*** Opening Passage shown ***

To coincide with World Day Against the Death Penalty today, Amnesty has released a powerful six-minute video showing the impact of the death penalty on families in Belarus, the only country in Europe that still carries out executions.
The video, based on the case of Gennadii Yakovitskii who was executed in Belarus in 2016, reveals the torment of his family as they struggled to understand what was happening.
Yakovitskii’s daughter Sasha explains that she hadn’t even known that Belarus had capital punishment in its justice system until her father – accused of murder – was actually in court.
Ten months later, Yakovitskii was executed – like all death prisoners in Belarus, shot in the back of the head after being forced to kneel down by prison guards – without either his family or his legal representatives being informed in advance. His family merely received a letter in the post confirming his death. They were also told they would not be able to collect his body and could not know how his body had been disposed of as this was “classified information”.
At least two people have been executed in Belarus so far this year, while four others remain on death row.

*** Closing Passage shown ***
*** Opening Recorded data ***

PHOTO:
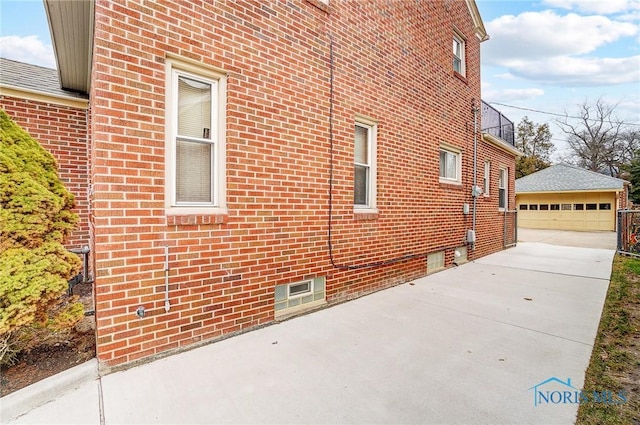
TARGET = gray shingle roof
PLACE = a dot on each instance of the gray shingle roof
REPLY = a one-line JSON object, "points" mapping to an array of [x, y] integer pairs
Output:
{"points": [[32, 77], [563, 177]]}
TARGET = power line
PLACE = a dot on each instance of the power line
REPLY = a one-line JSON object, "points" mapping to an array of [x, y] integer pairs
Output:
{"points": [[551, 113]]}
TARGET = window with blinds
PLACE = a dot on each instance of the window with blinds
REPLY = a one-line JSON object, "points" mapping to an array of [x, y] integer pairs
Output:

*** Closing Recorded data ***

Requirement A:
In the passage on the death penalty in Belarus, swap "powerful" for "moving" and give the stretch from "To coincide with" through "carries out executions." with that change.
Requirement B:
Write the next part of the passage on the death penalty in Belarus, picking up after its last sentence.
The records have nothing to do with the tasks.

Written response A:
To coincide with World Day Against the Death Penalty today, Amnesty has released a moving six-minute video showing the impact of the death penalty on families in Belarus, the only country in Europe that still carries out executions.

Written response B:
New campaign
Belarus is one of the targets of a new Amnesty campaign to pressure five countries – Belarus, Ghana, Iran, Japan and Malaysia – to end inhumane detention conditions for death row prisoners and abolish the death penalty.
In Iran, Mohammad Reza Haddadi, who has been on death row since he was 15, has been forced to endure the mental torture of having his execution scheduled and postponed at least six times over the past 14 years. In Japan, Matsumoto Kenji has developed a delusional disorder which is highly likely to be the result of being held in prolonged detention in solitary confinement awaiting execution. In Malaysia, Hoo Yew Wah lodged a petition for clemency in 2014 but is yet to receive any news. While in Ghana, death row prisoners frequently report being denied access to medication for illnesses and long-term health conditions.
Stephen Cockburn, Amnesty International’s Global Issues Deputy Director, said:
“No matter what crime they may have committed, no one should be forced to endure such inhumane conditions of detention.
“Yet in many cases, prisoners under sentence of death are kept in strict isolation, lack access to necessary medications, and live with constant anxiety from the threat of execution.
“The fact that some governments notify prisoners and their relatives a few days – or in some cases a few moments – before their execution is cruel.
“All governments retaining the death penalty must immediately abolish it and put an end to the appalling conditions of detention that too many death row prisoners are forced to endure.”
Fall in executions last year
In 2017 – the last year for which global figures are available – Amnesty recorded 993 executions in 23 countries, down by 4% from 2016 and 39% from 2015. Most executions took place in Iran, Saudi Arabia, Iraq and Pakistan. However, these figures do not include the thousands of executions carried out in China, where data on the use of the death penalty is a state secret.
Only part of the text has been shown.